## Stored records
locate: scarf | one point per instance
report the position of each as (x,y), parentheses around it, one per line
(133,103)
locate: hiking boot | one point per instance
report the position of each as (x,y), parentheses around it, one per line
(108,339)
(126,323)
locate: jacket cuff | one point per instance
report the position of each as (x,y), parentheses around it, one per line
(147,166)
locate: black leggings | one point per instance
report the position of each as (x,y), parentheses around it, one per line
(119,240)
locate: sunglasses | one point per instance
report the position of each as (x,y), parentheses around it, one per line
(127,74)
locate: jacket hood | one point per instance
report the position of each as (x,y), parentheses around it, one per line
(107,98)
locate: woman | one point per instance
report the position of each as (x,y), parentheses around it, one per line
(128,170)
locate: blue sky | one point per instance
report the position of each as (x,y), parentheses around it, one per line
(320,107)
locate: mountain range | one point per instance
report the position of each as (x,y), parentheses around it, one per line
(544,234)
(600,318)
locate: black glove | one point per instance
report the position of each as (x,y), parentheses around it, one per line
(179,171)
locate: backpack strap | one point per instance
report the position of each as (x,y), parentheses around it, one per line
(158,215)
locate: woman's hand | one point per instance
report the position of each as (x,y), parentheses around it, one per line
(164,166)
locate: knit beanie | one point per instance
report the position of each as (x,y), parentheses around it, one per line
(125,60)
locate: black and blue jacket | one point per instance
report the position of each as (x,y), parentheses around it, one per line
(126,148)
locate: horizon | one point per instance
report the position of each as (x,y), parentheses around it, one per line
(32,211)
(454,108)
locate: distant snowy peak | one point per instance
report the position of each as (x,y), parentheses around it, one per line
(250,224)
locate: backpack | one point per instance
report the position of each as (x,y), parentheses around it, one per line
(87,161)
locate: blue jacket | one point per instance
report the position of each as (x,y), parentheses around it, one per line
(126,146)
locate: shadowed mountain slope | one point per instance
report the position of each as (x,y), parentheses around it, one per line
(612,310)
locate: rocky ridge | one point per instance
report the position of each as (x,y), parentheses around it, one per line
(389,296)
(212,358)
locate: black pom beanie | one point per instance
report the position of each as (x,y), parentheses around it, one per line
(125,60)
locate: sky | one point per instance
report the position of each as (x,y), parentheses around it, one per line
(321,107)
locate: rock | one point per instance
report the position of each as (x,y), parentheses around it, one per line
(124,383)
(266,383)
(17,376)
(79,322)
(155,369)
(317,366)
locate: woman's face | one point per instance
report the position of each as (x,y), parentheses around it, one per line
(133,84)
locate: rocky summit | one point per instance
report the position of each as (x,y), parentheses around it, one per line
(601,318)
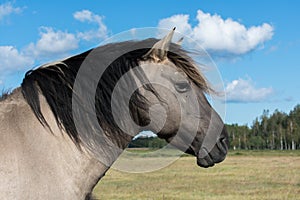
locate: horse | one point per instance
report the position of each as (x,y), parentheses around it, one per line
(67,123)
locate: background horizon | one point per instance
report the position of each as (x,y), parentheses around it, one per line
(254,44)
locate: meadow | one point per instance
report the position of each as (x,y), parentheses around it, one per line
(243,175)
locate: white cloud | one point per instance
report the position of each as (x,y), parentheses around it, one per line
(8,9)
(244,91)
(87,16)
(216,34)
(13,60)
(53,43)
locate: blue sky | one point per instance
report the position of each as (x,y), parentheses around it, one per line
(255,44)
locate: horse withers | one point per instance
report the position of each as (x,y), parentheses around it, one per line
(70,120)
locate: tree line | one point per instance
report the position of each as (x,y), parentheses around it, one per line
(276,131)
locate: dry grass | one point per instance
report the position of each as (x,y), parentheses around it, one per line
(254,175)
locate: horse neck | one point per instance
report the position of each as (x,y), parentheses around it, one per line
(44,165)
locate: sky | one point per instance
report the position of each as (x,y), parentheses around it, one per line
(254,44)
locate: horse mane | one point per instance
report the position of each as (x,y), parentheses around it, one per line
(55,82)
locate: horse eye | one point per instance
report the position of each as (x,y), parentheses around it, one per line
(182,86)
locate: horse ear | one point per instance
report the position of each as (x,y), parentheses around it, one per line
(179,42)
(160,49)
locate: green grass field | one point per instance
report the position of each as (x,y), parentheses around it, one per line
(243,175)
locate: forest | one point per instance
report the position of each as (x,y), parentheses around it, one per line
(275,131)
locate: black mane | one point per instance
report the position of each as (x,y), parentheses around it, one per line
(55,82)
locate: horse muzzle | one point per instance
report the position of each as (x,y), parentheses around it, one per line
(206,158)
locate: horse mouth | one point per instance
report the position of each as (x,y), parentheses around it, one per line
(216,155)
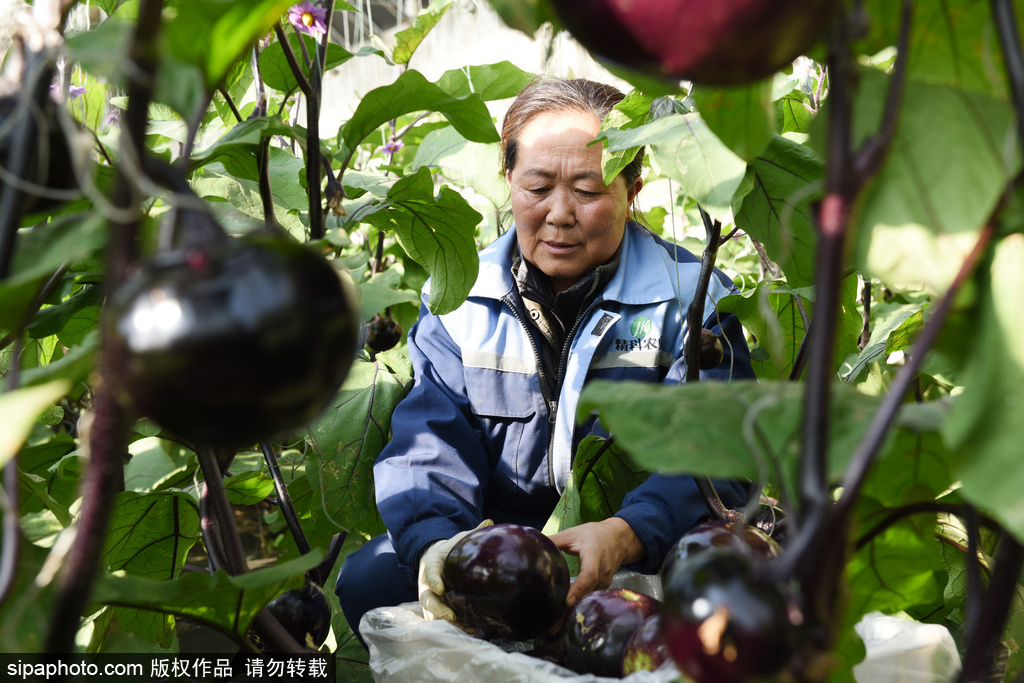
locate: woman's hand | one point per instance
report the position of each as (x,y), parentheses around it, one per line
(602,547)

## Work required
Output every entry word for word, but omit the pictures.

## Correct output
locate: scarf | one point per instance
report the position of each as (x,y), parentheses around it, one per line
(133,103)
locate: hiking boot | one point per instance
report the position of each as (x,y), parentheses around it, one per line
(108,339)
(126,323)
locate: jacket cuff | one point per instance
report the position of each as (x,y), parentheses around it, one per line
(147,166)
locate: black leggings | one point per instance
report the position of each as (x,y), parentheses around it, one per line
(119,240)
locate: sunglasses | one point per instance
report the position of each as (x,y), parentheses around it, one per line
(127,74)
locate: jacket hood | one point per instance
report the position of each as (x,y), parentheses around it, one per line
(107,98)
locate: woman | one point per instance
report the position of each as (x,y), parentheses around it, one per line
(128,170)
locate: blue sky | one point per instance
report the position of each as (x,y), parentheses around it, one per line
(320,107)
locate: mountain range | one point per instance
report the position of each as (x,y), parentheses around it, one per line
(544,234)
(600,318)
locate: black glove | one point per instance
report the position of each as (x,y), parentheses around it, one per line
(179,171)
locate: backpack strap | one point per instance
report the position of each as (x,y), parentheses around it, one per line
(158,215)
locate: woman's hand | one point per instance
report the position of each as (x,y), parentheses around it, one per line
(164,166)
locate: knit beanie | one point per instance
report the position of each as (x,y), parentheses around it, one per line
(125,60)
locate: black and blue jacket | one point per instance
report the position of each as (x,y), parentheses around it, one per line
(126,148)
locate: horizon | one point per instance
report the position of each as (x,y), parentheses around it, one per line
(32,211)
(454,108)
locate: distant snowy peak | one point per instance
report the position of each as (x,y), parentheses around it, one per line
(250,224)
locate: backpack | one point per instance
report the position of each as (x,y), parentheses around it, one per line
(87,161)
locate: blue jacket | one point per instance
report the position of each as (x,y), parentheses around it, one per line
(126,146)
locate: shadowed mountain slope | one point per instance
report the position of each as (x,y), parentheses around it, one per line
(612,310)
locate: rocky ridge | one point per instance
report the position of each as (x,y), parentheses around it, one per line
(389,296)
(212,358)
locate: black pom beanie | one point per instance
report the position of each as (x,y), parentheses around it, one per line
(125,60)
locate: sky | one point per instance
report the position of each as (x,y), parentheses around it, one per line
(321,107)
locate: rock | one point per instance
report the position of each as (x,y), parentheses around it, one per line
(124,383)
(266,383)
(17,376)
(79,322)
(155,369)
(317,366)
locate: woman's face | one point per instance
report the position of each as (x,y), parentheses around it, one per line
(133,84)
locate: rocky summit | one point per instance
report the position of each as (x,y), parentheses around it, one per line
(601,318)
locate: horse | one point per instance
report the position of each as (x,y), parentheses around it, one per line
(67,123)
locate: background horizon | one point per instance
report the position of each as (x,y), parentheses around it, one per line
(254,44)
locate: meadow | one point per instance
report the position of each as (x,y), parentheses around it, one per line
(243,175)
locate: white cloud | one point per instance
report the position of each as (x,y), parentheses around it, one per line
(8,9)
(244,91)
(87,16)
(216,34)
(13,60)
(53,43)
locate: blue sky | one point per instance
report the position of each as (x,y), parentheses around it, one per line
(255,44)
locate: horse withers | one point per instance
report the position of each as (x,y), parentheses around it, one per line
(70,120)
locate: tree line | one point per instance
report the position of each as (x,y), parentheses around it, one per line
(276,131)
locate: dry grass | one point per instance
report the position of each as (x,y), parentheses around it, one per line
(254,175)
locate: horse neck | one point per instance
report the position of each as (x,y), parentheses around it, one per line
(44,165)
locate: sky | one point per instance
report the position of each as (x,y), parentheses around it, one per line
(254,44)
locate: horse mane | one point per instance
report the position of each as (x,y), parentheses around it, one per line
(55,82)
locate: horse eye | one point per instance
report the position of each as (x,y), parentheses around it, one per line
(182,86)
locate: horse ear | one point per instance
report the position of each as (x,y), parentheses around it, one per line
(179,42)
(160,49)
locate: green grass field | one point per instance
report the position of each as (x,y), parentheses around it, one per line
(243,175)
locate: forest | one point per instance
report the position of each as (x,y), parentheses around it, one per line
(275,131)
locate: black mane | one point per instance
report the position of each as (x,y), parentheses around it, one per line
(55,82)
locate: horse muzzle | one point per instance
report the position of each as (x,y), parentheses around it, one per line
(206,158)
locate: horse mouth | one point per instance
report the position of each as (x,y), parentheses around it, one per line
(216,155)
locate: woman's hand | one point per instance
report the position of each as (x,y), parentheses around it, one per line
(602,547)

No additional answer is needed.